>>>

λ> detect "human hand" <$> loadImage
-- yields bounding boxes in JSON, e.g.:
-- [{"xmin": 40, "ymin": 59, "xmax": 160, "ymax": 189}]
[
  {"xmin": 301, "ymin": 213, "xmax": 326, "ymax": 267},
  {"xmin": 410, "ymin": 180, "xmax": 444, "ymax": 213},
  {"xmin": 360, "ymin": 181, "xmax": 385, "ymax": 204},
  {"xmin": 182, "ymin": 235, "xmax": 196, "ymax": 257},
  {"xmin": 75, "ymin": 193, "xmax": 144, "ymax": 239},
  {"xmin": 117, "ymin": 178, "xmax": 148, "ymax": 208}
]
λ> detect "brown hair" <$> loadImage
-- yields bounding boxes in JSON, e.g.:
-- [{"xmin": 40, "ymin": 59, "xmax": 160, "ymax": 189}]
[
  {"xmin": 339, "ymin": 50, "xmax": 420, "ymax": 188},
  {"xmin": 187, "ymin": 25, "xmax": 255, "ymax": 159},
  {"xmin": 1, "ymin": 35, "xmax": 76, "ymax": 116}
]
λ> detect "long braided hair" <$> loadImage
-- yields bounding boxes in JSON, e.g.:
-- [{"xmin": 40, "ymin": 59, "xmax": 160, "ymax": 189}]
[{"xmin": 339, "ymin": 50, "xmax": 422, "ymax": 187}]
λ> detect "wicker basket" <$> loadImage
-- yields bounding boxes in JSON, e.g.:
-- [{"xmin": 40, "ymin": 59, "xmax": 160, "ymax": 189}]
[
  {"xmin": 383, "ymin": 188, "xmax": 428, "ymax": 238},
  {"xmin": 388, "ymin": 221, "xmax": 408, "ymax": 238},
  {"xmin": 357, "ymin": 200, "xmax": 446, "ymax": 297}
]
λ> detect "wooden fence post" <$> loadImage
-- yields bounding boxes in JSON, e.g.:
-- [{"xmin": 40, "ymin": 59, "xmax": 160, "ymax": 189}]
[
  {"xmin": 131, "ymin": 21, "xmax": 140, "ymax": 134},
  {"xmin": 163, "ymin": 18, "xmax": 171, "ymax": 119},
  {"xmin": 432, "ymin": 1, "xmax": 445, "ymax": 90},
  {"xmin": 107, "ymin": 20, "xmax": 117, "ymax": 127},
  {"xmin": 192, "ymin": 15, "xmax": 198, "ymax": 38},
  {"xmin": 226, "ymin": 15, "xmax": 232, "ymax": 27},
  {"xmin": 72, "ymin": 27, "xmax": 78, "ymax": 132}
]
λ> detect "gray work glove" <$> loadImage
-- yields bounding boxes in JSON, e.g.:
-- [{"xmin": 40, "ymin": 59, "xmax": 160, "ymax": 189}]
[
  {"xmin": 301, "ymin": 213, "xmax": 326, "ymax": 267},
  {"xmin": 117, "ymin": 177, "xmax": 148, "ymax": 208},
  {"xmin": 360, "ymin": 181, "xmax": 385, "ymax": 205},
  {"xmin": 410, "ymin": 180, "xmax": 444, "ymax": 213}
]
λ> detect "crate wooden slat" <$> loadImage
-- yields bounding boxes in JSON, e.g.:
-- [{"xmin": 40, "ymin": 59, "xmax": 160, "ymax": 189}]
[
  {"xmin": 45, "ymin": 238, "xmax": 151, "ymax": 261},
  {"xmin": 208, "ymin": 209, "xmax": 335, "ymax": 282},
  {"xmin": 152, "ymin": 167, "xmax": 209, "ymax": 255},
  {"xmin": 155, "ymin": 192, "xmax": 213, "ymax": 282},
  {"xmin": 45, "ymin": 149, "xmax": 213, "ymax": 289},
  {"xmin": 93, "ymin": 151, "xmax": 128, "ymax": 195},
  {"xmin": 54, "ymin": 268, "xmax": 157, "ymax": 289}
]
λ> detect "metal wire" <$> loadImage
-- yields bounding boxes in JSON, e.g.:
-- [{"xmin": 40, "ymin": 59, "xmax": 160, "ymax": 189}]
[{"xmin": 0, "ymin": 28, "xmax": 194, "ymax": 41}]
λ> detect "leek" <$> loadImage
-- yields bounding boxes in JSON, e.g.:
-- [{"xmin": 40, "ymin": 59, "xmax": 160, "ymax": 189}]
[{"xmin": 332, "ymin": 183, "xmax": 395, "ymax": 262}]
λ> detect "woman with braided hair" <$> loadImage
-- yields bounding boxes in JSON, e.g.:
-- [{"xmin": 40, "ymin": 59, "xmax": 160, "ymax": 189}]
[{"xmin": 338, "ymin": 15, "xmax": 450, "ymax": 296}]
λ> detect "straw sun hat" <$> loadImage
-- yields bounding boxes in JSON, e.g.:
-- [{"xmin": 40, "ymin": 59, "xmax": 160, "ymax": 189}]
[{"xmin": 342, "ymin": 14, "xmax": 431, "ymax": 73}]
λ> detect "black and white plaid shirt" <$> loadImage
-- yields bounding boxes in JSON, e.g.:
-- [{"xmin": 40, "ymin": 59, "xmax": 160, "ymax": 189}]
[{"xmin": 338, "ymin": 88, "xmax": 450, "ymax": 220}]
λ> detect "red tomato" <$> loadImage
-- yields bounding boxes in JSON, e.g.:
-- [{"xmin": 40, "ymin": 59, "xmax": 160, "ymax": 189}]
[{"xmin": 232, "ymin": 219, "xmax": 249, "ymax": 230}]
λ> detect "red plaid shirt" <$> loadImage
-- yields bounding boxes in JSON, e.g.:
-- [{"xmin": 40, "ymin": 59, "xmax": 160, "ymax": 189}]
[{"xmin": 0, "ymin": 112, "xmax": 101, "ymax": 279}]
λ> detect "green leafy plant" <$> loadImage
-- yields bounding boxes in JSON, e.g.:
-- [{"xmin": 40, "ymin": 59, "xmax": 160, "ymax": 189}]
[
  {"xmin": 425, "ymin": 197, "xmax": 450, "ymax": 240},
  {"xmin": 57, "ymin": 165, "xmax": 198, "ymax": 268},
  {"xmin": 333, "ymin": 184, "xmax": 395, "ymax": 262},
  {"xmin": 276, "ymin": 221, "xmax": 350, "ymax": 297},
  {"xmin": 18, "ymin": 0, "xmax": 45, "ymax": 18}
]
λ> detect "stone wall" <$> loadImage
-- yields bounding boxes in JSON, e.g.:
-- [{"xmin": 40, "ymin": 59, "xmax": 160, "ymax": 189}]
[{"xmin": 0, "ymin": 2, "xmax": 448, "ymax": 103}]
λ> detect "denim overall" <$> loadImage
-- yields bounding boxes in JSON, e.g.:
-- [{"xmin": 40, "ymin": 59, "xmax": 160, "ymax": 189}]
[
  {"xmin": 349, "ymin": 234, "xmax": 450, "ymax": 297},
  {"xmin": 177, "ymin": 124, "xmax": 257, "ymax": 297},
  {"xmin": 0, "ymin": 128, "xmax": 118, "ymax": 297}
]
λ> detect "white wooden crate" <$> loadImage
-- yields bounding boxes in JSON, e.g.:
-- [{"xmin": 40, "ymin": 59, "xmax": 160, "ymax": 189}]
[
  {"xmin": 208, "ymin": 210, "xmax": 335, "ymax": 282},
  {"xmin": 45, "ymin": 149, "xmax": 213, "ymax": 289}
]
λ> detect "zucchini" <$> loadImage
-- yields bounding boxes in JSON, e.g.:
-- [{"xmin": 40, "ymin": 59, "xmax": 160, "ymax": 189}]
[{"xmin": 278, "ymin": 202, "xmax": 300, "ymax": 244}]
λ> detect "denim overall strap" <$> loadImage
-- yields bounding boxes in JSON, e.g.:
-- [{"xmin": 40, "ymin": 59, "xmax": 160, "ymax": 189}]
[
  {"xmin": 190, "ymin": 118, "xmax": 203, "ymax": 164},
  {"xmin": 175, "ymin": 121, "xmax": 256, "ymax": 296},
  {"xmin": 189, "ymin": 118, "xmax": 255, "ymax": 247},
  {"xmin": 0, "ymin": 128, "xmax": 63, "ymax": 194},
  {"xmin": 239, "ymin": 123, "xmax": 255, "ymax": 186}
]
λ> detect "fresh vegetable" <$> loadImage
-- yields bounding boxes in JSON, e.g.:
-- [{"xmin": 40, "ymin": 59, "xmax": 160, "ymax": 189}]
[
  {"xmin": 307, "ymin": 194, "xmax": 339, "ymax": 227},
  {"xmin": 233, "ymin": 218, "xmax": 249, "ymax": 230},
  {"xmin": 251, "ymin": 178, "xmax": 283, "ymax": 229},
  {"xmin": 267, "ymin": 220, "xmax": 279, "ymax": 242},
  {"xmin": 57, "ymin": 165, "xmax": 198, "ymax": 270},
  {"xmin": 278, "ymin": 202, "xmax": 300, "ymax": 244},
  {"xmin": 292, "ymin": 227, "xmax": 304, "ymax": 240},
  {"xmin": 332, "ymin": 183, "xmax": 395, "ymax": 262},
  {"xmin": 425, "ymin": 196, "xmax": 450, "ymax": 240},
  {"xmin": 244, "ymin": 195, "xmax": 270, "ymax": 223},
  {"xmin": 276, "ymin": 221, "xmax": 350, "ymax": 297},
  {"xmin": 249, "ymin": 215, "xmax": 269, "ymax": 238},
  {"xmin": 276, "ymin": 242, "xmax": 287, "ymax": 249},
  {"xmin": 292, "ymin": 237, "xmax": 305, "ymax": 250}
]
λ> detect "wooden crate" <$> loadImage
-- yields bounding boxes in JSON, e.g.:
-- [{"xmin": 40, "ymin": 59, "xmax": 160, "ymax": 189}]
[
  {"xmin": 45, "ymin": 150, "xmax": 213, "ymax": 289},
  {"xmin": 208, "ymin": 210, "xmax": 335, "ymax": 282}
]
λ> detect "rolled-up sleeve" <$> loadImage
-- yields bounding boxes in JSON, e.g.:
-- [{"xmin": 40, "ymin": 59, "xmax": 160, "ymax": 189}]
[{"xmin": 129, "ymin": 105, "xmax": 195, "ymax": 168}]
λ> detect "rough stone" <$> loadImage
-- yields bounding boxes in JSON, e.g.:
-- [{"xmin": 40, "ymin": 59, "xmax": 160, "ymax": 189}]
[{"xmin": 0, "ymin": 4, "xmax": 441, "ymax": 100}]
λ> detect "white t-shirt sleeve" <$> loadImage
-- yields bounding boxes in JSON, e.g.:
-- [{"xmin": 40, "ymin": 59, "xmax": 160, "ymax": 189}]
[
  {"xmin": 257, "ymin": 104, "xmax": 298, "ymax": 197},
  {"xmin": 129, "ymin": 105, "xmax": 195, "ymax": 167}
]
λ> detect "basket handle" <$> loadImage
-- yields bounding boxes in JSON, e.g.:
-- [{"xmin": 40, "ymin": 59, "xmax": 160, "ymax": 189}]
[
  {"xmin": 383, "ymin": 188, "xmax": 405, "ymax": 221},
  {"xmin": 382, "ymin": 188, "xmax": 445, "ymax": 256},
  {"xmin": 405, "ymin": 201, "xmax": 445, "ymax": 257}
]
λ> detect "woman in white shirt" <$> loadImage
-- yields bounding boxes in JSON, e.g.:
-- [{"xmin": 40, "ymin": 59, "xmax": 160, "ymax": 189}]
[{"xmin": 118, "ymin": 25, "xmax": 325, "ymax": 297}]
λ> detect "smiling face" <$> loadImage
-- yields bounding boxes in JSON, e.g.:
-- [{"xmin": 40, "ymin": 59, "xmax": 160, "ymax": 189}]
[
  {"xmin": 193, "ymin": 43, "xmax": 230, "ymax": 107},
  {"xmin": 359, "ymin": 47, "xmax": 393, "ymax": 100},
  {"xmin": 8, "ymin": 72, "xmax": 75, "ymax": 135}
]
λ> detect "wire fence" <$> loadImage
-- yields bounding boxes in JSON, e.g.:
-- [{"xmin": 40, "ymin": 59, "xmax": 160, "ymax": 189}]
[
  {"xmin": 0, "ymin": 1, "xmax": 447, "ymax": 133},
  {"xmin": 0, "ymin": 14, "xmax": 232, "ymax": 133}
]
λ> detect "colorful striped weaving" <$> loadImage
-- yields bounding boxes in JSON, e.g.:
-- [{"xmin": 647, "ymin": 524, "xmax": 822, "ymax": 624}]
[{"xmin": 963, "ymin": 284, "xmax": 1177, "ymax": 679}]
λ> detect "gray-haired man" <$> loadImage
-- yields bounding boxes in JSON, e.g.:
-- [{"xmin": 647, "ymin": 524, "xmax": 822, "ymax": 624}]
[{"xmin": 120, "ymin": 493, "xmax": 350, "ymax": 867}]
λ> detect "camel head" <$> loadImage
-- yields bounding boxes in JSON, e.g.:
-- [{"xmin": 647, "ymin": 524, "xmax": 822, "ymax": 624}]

<<<

• **PROBLEM TO WORK ON**
Only the lines above that include the word "stone" belong in the answer; copy each one.

• **FINAL ANSWER**
λ> detect "stone wall" <$> loadImage
λ> detect "rough stone" <$> loadImage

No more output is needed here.